» **What to work on**
The answer must consist solely of the lines from the one containing "Target: grass pitch" to the end of the entries below, repeated exactly.

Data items
################
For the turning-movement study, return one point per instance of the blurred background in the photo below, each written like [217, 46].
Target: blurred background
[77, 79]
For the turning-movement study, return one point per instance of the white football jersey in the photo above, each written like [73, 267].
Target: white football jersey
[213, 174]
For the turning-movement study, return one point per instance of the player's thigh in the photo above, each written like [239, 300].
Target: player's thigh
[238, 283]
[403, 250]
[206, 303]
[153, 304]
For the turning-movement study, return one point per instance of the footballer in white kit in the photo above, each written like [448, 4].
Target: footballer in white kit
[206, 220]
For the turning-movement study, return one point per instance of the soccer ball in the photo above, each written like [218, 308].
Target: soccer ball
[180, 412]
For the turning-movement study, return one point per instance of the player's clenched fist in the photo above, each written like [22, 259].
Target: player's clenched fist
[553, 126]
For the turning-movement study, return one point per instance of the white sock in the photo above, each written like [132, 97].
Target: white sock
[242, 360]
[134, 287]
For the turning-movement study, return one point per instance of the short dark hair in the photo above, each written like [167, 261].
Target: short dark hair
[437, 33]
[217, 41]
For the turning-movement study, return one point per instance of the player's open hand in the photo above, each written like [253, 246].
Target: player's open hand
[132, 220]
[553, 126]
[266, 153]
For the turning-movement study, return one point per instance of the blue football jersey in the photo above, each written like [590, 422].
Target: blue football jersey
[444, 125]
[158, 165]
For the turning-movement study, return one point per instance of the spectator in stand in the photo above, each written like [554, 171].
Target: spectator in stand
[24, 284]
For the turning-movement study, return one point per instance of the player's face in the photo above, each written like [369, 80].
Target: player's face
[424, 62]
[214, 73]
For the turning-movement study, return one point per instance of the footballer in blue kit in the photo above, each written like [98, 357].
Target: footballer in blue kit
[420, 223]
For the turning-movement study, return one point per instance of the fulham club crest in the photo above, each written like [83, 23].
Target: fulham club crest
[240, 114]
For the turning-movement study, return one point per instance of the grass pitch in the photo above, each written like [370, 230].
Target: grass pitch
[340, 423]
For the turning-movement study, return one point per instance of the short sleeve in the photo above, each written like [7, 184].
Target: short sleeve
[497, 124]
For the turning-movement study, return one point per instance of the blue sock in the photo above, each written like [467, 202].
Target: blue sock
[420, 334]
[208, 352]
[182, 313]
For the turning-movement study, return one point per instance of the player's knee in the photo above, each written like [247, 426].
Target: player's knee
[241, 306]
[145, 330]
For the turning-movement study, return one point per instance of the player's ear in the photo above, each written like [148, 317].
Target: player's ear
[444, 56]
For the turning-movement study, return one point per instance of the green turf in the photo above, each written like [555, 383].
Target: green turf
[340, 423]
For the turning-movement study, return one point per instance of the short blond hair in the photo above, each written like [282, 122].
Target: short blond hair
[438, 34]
################
» **Answer to the problem**
Target: grass pitch
[340, 423]
For the turning-movement study, return one point per instance of the short sleeve in the photo above, each written like [7, 184].
Target: short sleeve
[497, 124]
For the turning-movement study, return one point per instance of the blue sock in the photo above, each written like [467, 202].
Target: blue sock
[420, 334]
[208, 352]
[182, 313]
For the turning-movement study, return one point per instance of the player's knee in the photo above, each written like [247, 426].
Target: player's knee
[241, 306]
[145, 330]
For the turning-movement study, return one point per instance of the player's ear in the photo above, each written like [148, 317].
Target: player's ear
[444, 56]
For the turning-movement study, return one point per instance of the green turf in the photo above, each written like [555, 383].
Target: green turf
[340, 423]
For the turning-movement study, return one point per instance of the short blond hair in the photo above, each written like [282, 122].
Target: short blond hair
[438, 34]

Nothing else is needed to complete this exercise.